> _What to work on_: Put everything from the start of the rows down to and including the line that contains "70 150 L 77" into a Markdown table, one line per table row, skipping blank lines. Use two columns, Number for the row number and Line for the line.

> _Given data_:

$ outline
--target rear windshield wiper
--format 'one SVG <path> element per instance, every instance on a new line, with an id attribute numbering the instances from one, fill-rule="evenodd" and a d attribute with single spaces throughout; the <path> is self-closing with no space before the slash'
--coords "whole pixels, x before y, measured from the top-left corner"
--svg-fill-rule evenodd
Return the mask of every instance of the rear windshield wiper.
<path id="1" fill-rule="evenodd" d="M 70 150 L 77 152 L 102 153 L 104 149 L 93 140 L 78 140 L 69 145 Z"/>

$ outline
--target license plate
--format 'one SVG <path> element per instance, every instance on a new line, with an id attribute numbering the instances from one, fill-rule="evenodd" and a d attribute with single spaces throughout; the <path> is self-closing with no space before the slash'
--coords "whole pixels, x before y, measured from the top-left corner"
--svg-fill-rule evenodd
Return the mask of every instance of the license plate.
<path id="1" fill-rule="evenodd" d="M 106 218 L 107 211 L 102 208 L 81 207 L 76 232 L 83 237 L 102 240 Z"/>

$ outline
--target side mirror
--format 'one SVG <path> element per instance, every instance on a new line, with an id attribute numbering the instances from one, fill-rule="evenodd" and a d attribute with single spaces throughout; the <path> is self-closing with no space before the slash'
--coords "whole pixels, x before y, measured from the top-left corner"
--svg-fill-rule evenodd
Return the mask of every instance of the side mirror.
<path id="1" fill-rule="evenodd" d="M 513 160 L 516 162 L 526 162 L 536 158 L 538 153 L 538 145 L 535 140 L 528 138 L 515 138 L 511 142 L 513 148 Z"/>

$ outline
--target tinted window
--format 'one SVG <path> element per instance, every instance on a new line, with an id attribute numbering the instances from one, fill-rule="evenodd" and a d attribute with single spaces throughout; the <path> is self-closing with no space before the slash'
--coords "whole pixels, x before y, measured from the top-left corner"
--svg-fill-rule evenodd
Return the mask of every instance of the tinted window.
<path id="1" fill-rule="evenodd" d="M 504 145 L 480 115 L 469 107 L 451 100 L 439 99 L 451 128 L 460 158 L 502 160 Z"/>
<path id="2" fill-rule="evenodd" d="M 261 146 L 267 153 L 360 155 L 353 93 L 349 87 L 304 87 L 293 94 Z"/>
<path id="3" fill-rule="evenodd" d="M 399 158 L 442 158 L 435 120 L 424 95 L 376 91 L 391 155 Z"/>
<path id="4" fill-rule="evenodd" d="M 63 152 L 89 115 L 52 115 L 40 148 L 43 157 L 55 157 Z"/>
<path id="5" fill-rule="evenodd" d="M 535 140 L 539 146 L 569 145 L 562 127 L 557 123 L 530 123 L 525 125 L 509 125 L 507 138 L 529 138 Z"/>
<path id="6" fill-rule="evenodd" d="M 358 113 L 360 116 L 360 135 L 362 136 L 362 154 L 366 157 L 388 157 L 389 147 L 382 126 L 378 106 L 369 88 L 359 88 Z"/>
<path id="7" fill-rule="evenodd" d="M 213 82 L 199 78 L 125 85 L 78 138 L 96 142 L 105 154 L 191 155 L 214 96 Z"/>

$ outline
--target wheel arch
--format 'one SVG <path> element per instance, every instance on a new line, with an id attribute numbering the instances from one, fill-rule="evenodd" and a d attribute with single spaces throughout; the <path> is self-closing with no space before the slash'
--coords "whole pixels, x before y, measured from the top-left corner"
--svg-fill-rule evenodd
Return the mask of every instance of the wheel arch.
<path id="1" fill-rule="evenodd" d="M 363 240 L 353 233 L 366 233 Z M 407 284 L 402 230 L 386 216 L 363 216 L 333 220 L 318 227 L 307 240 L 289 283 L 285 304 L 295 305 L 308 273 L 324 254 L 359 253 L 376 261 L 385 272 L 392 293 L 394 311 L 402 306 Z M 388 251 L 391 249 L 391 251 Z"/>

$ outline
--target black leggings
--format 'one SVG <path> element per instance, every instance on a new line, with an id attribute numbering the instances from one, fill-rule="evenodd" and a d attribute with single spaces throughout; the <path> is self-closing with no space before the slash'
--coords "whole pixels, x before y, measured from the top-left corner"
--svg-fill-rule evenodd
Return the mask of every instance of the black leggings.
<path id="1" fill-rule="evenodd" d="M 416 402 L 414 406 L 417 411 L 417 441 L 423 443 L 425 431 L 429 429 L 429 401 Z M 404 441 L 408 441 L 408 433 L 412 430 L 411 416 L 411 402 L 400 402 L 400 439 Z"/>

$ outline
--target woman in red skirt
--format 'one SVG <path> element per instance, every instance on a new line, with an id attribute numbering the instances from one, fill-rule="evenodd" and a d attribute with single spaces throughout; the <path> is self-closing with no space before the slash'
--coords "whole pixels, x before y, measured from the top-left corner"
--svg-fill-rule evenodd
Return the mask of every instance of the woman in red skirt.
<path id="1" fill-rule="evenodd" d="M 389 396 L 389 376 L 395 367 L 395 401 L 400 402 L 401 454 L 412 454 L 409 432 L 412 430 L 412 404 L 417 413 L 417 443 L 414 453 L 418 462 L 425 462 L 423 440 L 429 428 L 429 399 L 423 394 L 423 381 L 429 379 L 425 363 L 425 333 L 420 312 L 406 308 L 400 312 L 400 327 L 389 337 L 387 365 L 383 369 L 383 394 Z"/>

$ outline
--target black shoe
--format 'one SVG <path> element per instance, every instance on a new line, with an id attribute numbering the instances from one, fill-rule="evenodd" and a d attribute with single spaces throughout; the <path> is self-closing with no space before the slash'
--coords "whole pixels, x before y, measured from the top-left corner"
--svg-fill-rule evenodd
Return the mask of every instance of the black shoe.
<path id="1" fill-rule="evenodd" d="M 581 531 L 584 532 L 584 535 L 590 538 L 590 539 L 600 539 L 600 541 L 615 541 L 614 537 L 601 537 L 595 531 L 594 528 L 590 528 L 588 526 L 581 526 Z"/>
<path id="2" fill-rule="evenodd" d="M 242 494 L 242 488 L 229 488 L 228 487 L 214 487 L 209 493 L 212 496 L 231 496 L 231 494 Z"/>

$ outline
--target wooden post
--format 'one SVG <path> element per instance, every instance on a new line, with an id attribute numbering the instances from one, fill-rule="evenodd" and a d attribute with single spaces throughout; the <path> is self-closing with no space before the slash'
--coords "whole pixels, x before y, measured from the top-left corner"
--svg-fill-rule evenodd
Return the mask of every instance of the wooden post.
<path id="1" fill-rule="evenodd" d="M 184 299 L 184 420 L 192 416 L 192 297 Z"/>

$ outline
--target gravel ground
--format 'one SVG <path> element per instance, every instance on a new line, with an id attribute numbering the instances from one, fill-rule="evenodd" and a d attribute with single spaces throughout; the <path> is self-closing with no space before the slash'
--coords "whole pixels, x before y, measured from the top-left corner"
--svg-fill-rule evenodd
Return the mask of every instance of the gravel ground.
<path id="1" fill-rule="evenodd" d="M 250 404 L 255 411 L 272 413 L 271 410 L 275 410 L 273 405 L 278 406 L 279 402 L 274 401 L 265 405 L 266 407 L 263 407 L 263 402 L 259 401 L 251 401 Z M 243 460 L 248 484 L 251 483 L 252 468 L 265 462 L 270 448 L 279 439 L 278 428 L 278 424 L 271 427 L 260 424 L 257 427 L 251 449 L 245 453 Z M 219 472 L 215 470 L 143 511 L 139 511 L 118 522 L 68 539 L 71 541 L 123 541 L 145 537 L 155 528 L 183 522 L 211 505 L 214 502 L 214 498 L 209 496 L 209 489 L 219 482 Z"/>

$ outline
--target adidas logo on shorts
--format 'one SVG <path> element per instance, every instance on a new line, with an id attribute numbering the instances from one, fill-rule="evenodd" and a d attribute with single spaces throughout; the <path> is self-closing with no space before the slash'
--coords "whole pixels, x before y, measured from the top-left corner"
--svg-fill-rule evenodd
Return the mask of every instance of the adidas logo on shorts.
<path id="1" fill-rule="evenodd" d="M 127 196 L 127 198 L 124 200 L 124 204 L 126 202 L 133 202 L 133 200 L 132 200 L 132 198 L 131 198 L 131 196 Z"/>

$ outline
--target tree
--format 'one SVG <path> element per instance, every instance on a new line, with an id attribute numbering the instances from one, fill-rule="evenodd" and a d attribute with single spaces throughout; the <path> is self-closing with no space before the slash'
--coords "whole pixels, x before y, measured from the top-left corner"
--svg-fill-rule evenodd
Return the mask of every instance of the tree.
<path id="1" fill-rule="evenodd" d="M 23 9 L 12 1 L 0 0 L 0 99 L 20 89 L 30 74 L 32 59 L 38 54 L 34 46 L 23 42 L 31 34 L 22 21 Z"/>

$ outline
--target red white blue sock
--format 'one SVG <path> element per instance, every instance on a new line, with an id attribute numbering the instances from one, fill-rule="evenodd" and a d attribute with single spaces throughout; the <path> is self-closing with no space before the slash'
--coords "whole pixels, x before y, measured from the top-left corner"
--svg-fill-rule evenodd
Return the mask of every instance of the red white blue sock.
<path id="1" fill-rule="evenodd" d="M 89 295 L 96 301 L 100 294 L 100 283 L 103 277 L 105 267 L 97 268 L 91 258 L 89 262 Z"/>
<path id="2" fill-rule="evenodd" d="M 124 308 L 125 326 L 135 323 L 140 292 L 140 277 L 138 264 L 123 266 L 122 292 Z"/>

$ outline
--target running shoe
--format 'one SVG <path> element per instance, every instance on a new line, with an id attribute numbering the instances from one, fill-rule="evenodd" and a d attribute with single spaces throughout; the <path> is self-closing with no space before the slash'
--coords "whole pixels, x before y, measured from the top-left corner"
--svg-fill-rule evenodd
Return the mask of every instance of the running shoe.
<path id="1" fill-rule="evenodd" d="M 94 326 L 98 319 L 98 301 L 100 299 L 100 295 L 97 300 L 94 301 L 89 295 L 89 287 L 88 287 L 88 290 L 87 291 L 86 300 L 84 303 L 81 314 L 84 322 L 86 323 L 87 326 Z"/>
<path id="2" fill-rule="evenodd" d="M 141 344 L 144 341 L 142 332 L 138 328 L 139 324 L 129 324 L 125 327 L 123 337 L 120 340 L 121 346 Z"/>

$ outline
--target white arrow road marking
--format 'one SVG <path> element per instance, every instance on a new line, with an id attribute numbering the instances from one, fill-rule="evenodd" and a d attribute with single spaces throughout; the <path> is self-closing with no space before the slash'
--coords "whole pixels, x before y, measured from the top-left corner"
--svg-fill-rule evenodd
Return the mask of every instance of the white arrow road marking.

> _Response for this exercise_:
| Number | Line |
|---|---|
| 1 | $ outline |
| 2 | --target rear windshield wiper |
| 3 | --format 'one SVG <path> element per instance, every instance on a new line, with an id attribute numbering the instances from one, fill-rule="evenodd" and a d attribute with single spaces throughout; the <path> is self-closing with no space before the slash' |
| 4 | --coords "whole pixels, x before y, measured from the top-left corner" |
| 5 | --svg-fill-rule evenodd |
| 6 | Return the mask of every instance of the rear windshield wiper. |
| 7 | <path id="1" fill-rule="evenodd" d="M 70 150 L 77 152 L 102 153 L 104 149 L 93 140 L 78 140 L 69 145 Z"/> |